Task brief: The lines to extract begin at the one containing "Would you mind pointing to the baby" and run to the end of the listing; set them down exactly and alone.

Records to use:
++++++++++++++++++++
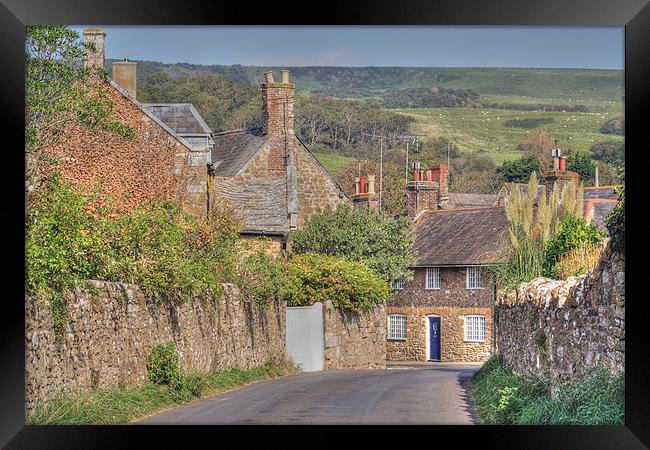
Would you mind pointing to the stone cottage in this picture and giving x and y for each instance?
(445, 312)
(268, 175)
(156, 163)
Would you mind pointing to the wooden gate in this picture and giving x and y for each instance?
(304, 343)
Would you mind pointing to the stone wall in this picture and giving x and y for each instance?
(353, 340)
(453, 346)
(566, 327)
(111, 333)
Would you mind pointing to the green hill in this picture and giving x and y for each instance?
(567, 84)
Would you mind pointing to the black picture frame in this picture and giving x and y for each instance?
(634, 15)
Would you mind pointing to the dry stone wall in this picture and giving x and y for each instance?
(566, 327)
(354, 340)
(112, 331)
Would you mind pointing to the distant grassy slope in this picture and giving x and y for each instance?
(569, 84)
(483, 130)
(332, 162)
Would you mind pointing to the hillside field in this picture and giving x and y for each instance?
(483, 130)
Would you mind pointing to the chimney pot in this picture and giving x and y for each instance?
(285, 76)
(96, 37)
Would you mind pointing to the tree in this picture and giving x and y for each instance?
(519, 170)
(383, 244)
(539, 145)
(581, 163)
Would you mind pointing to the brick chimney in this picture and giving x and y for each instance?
(277, 105)
(559, 176)
(440, 174)
(364, 195)
(124, 74)
(422, 193)
(94, 59)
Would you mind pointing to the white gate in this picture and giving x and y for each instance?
(305, 336)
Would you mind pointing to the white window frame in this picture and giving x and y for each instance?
(478, 274)
(395, 332)
(473, 330)
(435, 277)
(397, 285)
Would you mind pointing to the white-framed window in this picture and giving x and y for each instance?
(432, 279)
(398, 284)
(474, 279)
(397, 326)
(475, 328)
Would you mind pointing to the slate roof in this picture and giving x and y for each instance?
(262, 203)
(182, 118)
(462, 200)
(458, 237)
(233, 149)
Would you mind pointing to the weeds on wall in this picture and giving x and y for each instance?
(504, 397)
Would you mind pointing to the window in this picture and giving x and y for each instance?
(397, 285)
(396, 326)
(475, 328)
(474, 280)
(432, 278)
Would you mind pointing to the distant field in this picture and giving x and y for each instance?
(483, 130)
(333, 163)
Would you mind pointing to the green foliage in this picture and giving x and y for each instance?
(503, 397)
(348, 284)
(383, 244)
(59, 91)
(581, 163)
(519, 170)
(616, 223)
(574, 233)
(119, 406)
(71, 237)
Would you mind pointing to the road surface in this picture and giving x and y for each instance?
(415, 393)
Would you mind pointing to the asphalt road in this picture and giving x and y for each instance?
(431, 393)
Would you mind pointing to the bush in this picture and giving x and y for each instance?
(504, 397)
(348, 284)
(615, 223)
(574, 233)
(383, 244)
(162, 364)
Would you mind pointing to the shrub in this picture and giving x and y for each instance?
(348, 284)
(574, 233)
(615, 223)
(383, 244)
(162, 364)
(504, 397)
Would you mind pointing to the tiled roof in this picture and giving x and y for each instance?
(180, 117)
(600, 192)
(461, 200)
(460, 236)
(262, 203)
(233, 149)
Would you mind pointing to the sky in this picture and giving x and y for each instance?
(407, 46)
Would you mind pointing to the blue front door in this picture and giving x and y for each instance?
(434, 338)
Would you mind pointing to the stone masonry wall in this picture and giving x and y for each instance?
(451, 302)
(566, 327)
(352, 340)
(453, 347)
(110, 335)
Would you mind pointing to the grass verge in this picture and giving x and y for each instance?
(504, 397)
(119, 406)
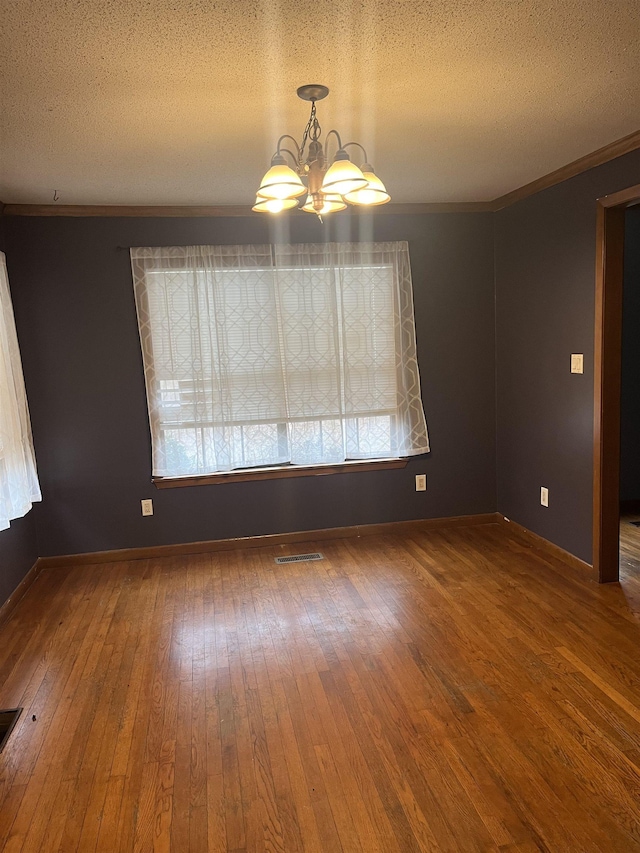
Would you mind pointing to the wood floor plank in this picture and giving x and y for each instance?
(449, 690)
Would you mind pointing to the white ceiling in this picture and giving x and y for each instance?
(181, 101)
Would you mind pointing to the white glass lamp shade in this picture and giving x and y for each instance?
(343, 176)
(331, 202)
(374, 193)
(273, 205)
(281, 182)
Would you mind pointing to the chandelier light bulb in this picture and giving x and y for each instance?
(331, 202)
(343, 176)
(374, 193)
(281, 181)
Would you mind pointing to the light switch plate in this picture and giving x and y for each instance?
(577, 362)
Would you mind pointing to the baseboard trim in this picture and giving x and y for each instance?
(542, 544)
(212, 545)
(19, 592)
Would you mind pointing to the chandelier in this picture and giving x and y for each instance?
(328, 188)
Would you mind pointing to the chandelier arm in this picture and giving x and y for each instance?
(361, 147)
(337, 135)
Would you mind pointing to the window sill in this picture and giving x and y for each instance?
(277, 473)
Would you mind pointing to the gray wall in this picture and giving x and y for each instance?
(544, 266)
(75, 312)
(630, 391)
(18, 547)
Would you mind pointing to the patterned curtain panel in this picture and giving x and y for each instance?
(18, 478)
(272, 355)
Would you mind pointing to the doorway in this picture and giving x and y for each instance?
(610, 230)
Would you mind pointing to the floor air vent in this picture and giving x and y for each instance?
(299, 558)
(8, 719)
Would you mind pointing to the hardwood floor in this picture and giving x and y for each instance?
(444, 691)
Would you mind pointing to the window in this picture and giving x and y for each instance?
(259, 356)
(18, 478)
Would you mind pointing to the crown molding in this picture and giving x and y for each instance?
(225, 210)
(582, 164)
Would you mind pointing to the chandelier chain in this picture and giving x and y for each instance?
(312, 129)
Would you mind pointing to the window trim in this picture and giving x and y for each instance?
(278, 473)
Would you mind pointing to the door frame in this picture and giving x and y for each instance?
(607, 380)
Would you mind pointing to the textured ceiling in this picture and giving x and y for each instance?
(181, 101)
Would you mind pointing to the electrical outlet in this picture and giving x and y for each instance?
(577, 362)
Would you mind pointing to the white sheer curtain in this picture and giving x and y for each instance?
(18, 478)
(272, 355)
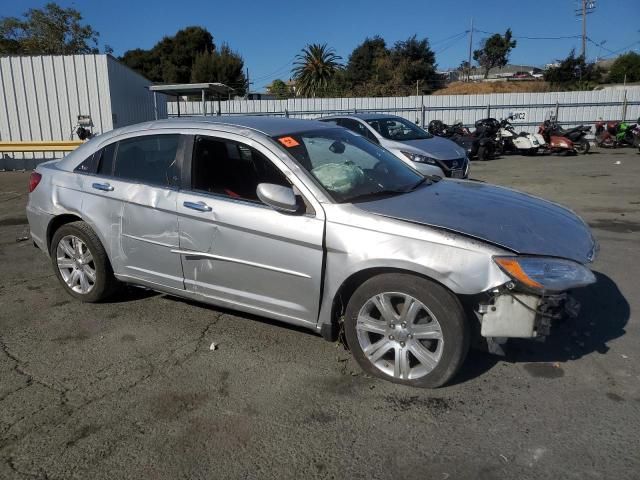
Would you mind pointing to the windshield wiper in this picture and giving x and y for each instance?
(373, 195)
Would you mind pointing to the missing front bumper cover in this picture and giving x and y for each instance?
(521, 315)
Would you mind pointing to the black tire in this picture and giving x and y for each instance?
(483, 154)
(583, 146)
(444, 307)
(105, 283)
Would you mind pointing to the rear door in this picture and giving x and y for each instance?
(239, 251)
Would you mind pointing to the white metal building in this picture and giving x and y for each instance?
(41, 97)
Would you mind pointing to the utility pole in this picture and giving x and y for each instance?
(470, 49)
(586, 7)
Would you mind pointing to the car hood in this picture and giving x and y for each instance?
(437, 147)
(516, 221)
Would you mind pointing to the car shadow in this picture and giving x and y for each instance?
(129, 293)
(214, 309)
(604, 313)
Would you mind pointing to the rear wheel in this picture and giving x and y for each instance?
(407, 330)
(582, 146)
(81, 264)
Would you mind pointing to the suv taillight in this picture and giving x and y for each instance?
(34, 180)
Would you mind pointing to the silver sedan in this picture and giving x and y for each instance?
(313, 225)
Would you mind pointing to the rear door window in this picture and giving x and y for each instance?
(104, 159)
(150, 159)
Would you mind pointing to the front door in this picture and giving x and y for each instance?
(140, 177)
(237, 250)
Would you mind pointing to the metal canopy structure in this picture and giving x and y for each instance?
(216, 90)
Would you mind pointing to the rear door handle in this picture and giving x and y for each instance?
(105, 187)
(199, 206)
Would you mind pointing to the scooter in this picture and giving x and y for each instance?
(555, 143)
(479, 144)
(576, 135)
(523, 142)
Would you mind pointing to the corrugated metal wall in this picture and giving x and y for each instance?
(131, 101)
(42, 96)
(573, 107)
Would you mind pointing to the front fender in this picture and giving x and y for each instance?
(461, 264)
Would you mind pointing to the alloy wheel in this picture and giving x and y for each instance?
(399, 335)
(76, 265)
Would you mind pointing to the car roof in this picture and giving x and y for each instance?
(361, 116)
(271, 126)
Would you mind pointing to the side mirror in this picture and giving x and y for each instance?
(337, 147)
(281, 199)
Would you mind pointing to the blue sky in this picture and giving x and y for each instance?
(269, 34)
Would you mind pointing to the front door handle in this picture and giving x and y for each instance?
(105, 187)
(199, 206)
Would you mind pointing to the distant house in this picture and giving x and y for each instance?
(260, 96)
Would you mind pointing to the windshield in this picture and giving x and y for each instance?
(349, 167)
(398, 129)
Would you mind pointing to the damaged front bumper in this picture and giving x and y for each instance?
(509, 314)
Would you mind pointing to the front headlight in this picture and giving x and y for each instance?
(416, 157)
(546, 274)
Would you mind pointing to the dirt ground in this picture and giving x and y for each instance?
(130, 389)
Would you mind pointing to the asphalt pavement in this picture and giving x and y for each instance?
(130, 389)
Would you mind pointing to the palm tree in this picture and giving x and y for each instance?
(314, 68)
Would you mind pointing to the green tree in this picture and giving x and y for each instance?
(625, 65)
(494, 51)
(314, 69)
(172, 58)
(280, 89)
(573, 73)
(52, 30)
(374, 69)
(223, 66)
(415, 62)
(363, 66)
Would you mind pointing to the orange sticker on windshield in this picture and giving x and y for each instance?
(288, 142)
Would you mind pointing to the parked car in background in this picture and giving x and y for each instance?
(428, 154)
(522, 75)
(313, 225)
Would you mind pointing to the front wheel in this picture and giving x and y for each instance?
(81, 263)
(407, 329)
(582, 146)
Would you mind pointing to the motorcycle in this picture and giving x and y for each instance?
(555, 143)
(606, 134)
(576, 135)
(617, 134)
(512, 142)
(478, 144)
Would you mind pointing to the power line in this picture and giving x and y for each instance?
(525, 37)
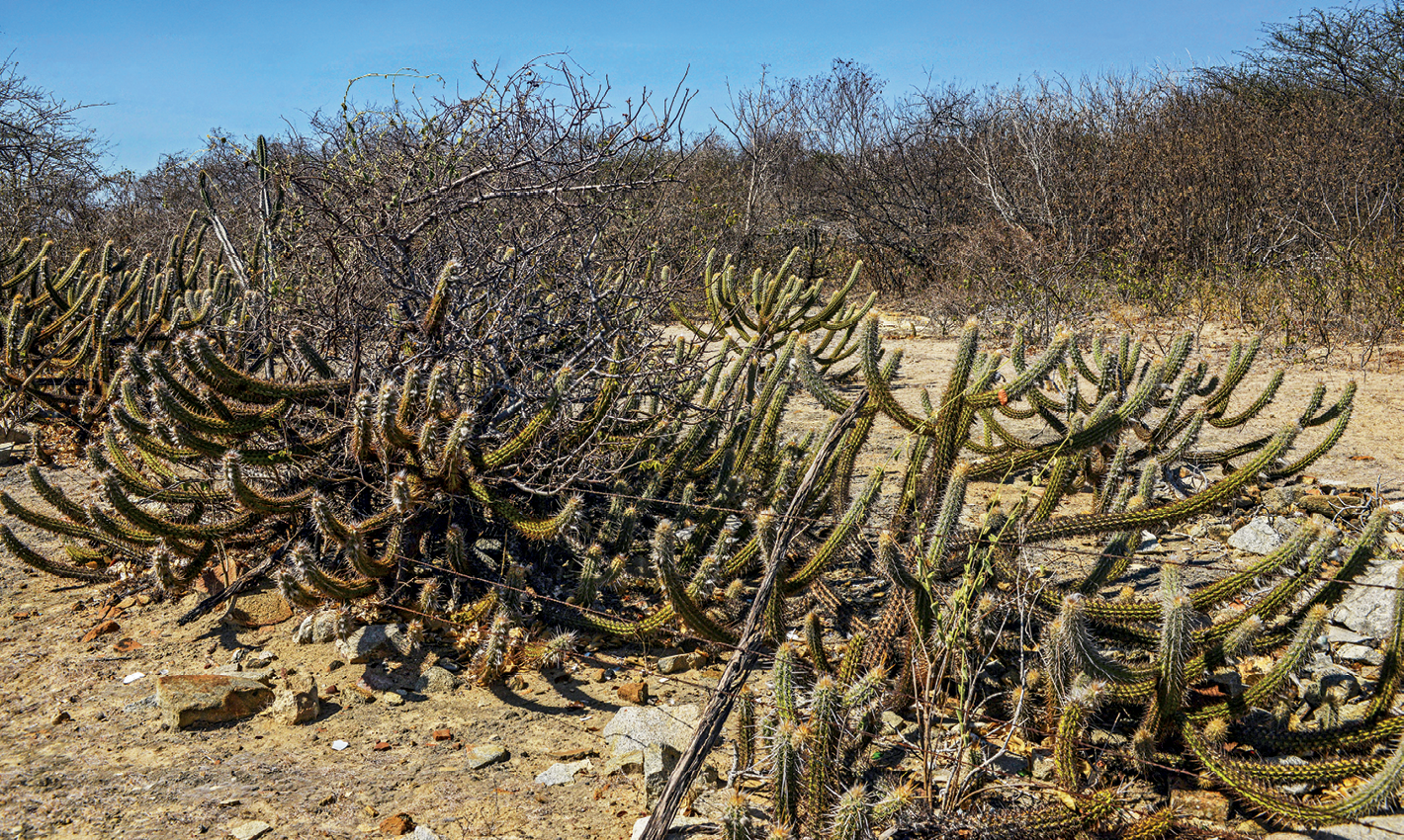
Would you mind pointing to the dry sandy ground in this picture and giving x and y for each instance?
(114, 772)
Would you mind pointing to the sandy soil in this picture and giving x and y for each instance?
(113, 770)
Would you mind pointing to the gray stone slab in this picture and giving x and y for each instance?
(1366, 609)
(1369, 827)
(638, 726)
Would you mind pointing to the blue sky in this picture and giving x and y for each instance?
(176, 70)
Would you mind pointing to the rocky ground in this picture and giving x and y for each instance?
(121, 723)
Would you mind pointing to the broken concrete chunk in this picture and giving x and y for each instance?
(293, 706)
(486, 755)
(377, 641)
(210, 699)
(562, 773)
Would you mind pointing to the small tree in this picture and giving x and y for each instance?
(49, 163)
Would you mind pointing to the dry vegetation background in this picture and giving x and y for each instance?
(1266, 193)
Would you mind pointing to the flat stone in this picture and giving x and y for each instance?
(636, 693)
(1367, 827)
(628, 763)
(210, 699)
(562, 773)
(678, 822)
(892, 722)
(635, 728)
(295, 706)
(1209, 805)
(658, 760)
(316, 629)
(397, 825)
(1340, 635)
(377, 641)
(103, 629)
(1367, 608)
(675, 663)
(1257, 538)
(1360, 653)
(144, 703)
(250, 829)
(486, 755)
(435, 680)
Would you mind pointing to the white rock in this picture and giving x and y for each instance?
(250, 829)
(636, 726)
(1257, 538)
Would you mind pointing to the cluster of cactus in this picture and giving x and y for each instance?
(799, 748)
(65, 330)
(418, 494)
(638, 495)
(1127, 429)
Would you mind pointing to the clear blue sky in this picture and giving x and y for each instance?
(176, 70)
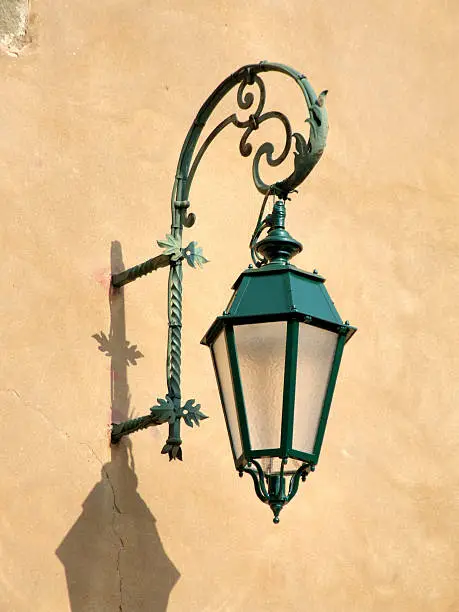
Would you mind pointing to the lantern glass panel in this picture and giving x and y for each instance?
(261, 356)
(272, 465)
(221, 361)
(316, 350)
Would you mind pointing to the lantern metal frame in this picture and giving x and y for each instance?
(308, 152)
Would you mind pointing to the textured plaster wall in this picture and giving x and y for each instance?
(93, 113)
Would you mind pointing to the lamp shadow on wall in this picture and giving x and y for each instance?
(113, 555)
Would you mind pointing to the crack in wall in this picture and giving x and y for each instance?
(116, 512)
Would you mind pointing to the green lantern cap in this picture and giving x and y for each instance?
(280, 291)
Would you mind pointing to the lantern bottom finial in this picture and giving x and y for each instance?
(274, 494)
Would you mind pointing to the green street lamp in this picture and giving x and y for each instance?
(276, 352)
(277, 347)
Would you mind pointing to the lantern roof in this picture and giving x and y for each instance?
(280, 291)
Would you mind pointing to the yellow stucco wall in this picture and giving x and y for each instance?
(93, 113)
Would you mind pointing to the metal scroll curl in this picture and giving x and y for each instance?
(308, 150)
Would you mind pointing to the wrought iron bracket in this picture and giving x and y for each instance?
(308, 151)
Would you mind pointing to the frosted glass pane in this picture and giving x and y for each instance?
(316, 349)
(227, 394)
(261, 354)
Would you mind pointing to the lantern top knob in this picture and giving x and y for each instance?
(278, 246)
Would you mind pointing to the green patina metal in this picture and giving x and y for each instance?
(273, 290)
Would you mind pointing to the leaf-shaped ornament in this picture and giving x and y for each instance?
(164, 411)
(193, 255)
(171, 247)
(191, 413)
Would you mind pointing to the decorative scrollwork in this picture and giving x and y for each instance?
(307, 151)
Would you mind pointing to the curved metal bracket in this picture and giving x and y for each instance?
(307, 154)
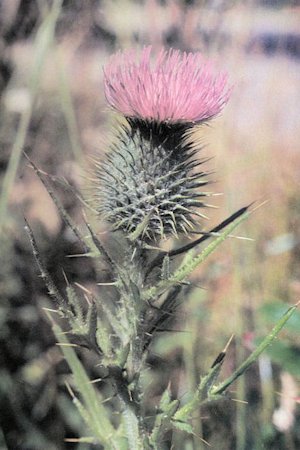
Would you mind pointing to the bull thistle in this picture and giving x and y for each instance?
(149, 186)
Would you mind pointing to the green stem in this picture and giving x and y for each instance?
(256, 353)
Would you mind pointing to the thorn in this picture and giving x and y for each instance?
(87, 300)
(51, 310)
(239, 401)
(70, 390)
(65, 277)
(228, 343)
(66, 344)
(96, 380)
(84, 289)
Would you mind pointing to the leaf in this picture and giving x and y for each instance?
(189, 265)
(271, 312)
(285, 356)
(183, 426)
(93, 410)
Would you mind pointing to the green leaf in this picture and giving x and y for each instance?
(285, 356)
(189, 265)
(183, 426)
(271, 312)
(92, 410)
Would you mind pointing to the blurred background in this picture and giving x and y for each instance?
(53, 108)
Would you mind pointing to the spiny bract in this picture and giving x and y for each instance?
(148, 188)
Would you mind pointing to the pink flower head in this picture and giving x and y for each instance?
(175, 87)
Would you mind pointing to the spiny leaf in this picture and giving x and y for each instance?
(187, 268)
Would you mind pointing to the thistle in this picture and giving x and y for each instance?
(151, 184)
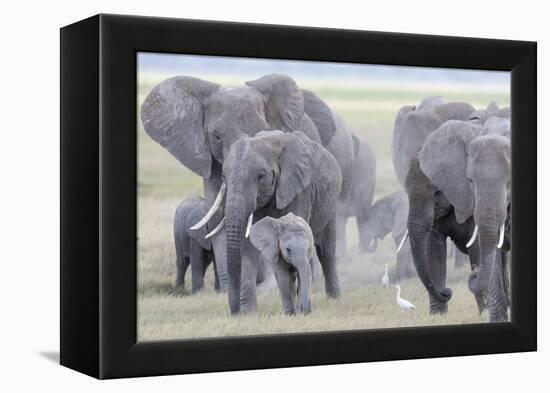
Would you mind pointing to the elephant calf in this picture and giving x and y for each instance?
(287, 243)
(389, 214)
(191, 246)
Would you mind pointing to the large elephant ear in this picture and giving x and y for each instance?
(430, 102)
(410, 130)
(199, 235)
(172, 114)
(264, 235)
(296, 162)
(443, 160)
(284, 101)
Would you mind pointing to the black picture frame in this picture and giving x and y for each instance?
(98, 196)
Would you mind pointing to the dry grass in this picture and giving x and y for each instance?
(166, 313)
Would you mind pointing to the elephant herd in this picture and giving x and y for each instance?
(282, 173)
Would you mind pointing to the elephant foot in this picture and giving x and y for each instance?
(438, 308)
(304, 309)
(248, 308)
(334, 293)
(498, 316)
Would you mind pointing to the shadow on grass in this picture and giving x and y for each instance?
(52, 356)
(164, 289)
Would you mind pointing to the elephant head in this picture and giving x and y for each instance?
(388, 214)
(469, 163)
(271, 168)
(413, 125)
(287, 240)
(197, 121)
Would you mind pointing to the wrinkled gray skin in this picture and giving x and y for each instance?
(414, 123)
(287, 243)
(272, 174)
(191, 247)
(389, 215)
(360, 197)
(461, 177)
(198, 121)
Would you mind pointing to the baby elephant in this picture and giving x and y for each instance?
(389, 214)
(287, 243)
(191, 246)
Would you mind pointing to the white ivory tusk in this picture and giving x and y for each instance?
(473, 238)
(216, 230)
(501, 237)
(212, 211)
(249, 224)
(402, 241)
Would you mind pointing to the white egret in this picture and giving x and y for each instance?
(404, 304)
(386, 278)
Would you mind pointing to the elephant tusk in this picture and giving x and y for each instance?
(402, 241)
(472, 239)
(212, 211)
(501, 237)
(248, 225)
(216, 230)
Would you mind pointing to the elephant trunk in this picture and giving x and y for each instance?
(371, 245)
(479, 280)
(237, 212)
(418, 227)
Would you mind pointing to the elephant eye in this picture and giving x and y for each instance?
(260, 177)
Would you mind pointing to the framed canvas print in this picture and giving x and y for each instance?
(240, 196)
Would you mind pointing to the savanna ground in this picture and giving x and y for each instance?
(167, 313)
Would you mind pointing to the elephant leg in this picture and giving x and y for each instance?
(287, 287)
(326, 251)
(437, 265)
(341, 238)
(506, 275)
(497, 299)
(216, 276)
(198, 258)
(460, 258)
(481, 299)
(250, 258)
(401, 265)
(219, 251)
(260, 277)
(181, 268)
(411, 271)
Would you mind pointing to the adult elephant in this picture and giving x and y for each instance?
(413, 124)
(197, 122)
(459, 186)
(359, 199)
(273, 174)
++++++++++++++++++++
Answer to the exercise:
Would you mind pointing to the baby elephant in this picture and giving x and y for each instance?
(389, 214)
(287, 243)
(191, 246)
Would you mind pointing to the white ivory tusk in this picture and giving x and y for each instance?
(473, 238)
(216, 230)
(501, 237)
(212, 211)
(249, 224)
(402, 241)
Would you mind pointing to the white egret in this picture and giving x and y for each instance?
(404, 304)
(386, 278)
Would you mind pointing to the elephant tusk in this picture and giving x and y for each instance?
(402, 241)
(472, 239)
(212, 211)
(501, 237)
(248, 225)
(216, 230)
Would you mind pointing to the elephant trunk in this picture and giving x and y for each instance?
(371, 245)
(479, 280)
(237, 212)
(418, 227)
Would you mind pointing to the elephant eye in this picture and giving x and y for each instance?
(260, 177)
Would you mind pointing to the framed canvas print in this picture and giving x and y for each instance?
(240, 196)
Would you mind pointing to the savanna ground in this picture and giving x and y for each instance?
(167, 313)
Would you mind pointing to the elephant leg in this picture and giving x and y for each instance?
(287, 287)
(326, 251)
(437, 265)
(341, 238)
(506, 275)
(497, 299)
(216, 276)
(198, 258)
(460, 258)
(481, 299)
(250, 258)
(401, 265)
(219, 251)
(260, 277)
(181, 268)
(411, 271)
Would you mind pointing to the adult elephant in this picture and giving x and y for each instance?
(413, 124)
(197, 122)
(459, 186)
(359, 199)
(273, 174)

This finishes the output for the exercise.